━━━━━ Source ━━━━━
It was alleged that in terms of this agreement the
said shareholding
would be purchased by the remaining shareholders, or failing them, by
the First Respondent at the selling prize
to be determined by an
independent auditor. The agreement provided that such valuation would
be final and binding on the parties,
and that no appeal or review
would lie against the process followed by the auditor or his finding.
The
independent auditor. Mr Harris, valued the said 15.4% shareholding in
the amount of R15,400,000.00. This evaluation was never
taken on
review by the Respondents. The other shareholders did not express any
interest to take up any of the shares, and accordingly
the First
Respondent was in terms of the said agreement obliged to take up the
shareholding, and liable for payment of the said
amount which was
payable by 25 October 2010.
3.
The
Respondents opposed the application on the following grounds: the
settlement agreement was void, alternatively unenforceable,
for the
following reasons:
1.1
The shareholders agreement stipulates that no agreement varying,
adding to, deleting or cancelling it shall be effective, unless

reduced to writing and signed by or on behalf of all the parties. Not
all the parties signed the settlement agreement;
1.2
There was no compliance with the provisions of the trust deed of the
Nothnagel Family Trust empowering the trustees to act on
behalf of
the trust in order to legally bind such trust;
1.3
The articles of association of the First Respondent contain no
provision for the acquisition of its own share as required by
Section
85(1) of the repealed Companies Act 61 of 1973, alternatively there
was no decision taken by a “substantial majority”
of the
shareholders to acquire its own shares as prescribed by the
shareholders agreement in respect of a “specially protected

matted as envisaged by Clause 10.2 of the shareholders agreement;
1.4
The First Respondent alleges that it is not bound by the valuation of
the shares by the said Harris as the valuation arrived
at by him was
irregular, unreasonable and improper;
1.5
It would not be just and equitable to liquidate the First Respondent;
1.6
There was a alternative to winding-up available i.e. a buy-out of the
shares of the Bahre family trust in terms of section 252
of the
repealed Companies Act at the price of R3,400,000.00. which price the
Respondents contend represents the correct, proper
en accurate value
of such shares as determined by a certain Prof. Steyn.
4.
Applicants Argument:
The
settlement agreement did not vary, add, delete or cancel the
shareholders agreement, and the non-variation clause cannot have
any
effect on the settlement agreement arising out of the dispute between
the parties to the shareholders agreement. In this context
reliance
was placed on CHRISTIE, The Law of Contract in South Africa, 6th
edition, at pages 464 - 466, Brisley vs Drotsky 2002(4)
SA 1(SCA) and
Rand Coal Services Ltd vs Rand Gold and Exploring Company Ltd 1998(4)
$A 825 (A) at 841E - 842D. In this case it
was held that a
non-variation clause must be interpreted restrictively regarding the
subject matter of the agreement.
━━━━━ Given data ━━━━━
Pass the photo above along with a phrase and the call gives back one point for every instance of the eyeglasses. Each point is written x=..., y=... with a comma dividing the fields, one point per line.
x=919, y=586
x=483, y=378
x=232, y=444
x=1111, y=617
━━━━━
▸ **Problems to work on**
a) In the judgment, swap "auditor" for "valuer" in the part starting with "It was alleged" and going on through "or his finding.".
b) Answer these questions from the judgment:
(i) At what amount did Mr Harris value the 15.4% shareholding?
(ii) By what date was that amount payable?
(iii) At what price did the Respondents put forward a buy-out of the Bahre family trust's shares?

▸ **Solved problems**
a)
It was alleged that in terms of this agreement the
said shareholding
would be purchased by the remaining shareholders, or failing them, by
the First Respondent at the selling prize
to be determined by an
independent valuer. The agreement provided that such valuation would
be final and binding on the parties,
and that no appeal or review
would lie against the process followed by the valuer or his finding.

b)
(i) R15,400,000.00
(ii) 25 October 2010
(iii) R3,400,000.00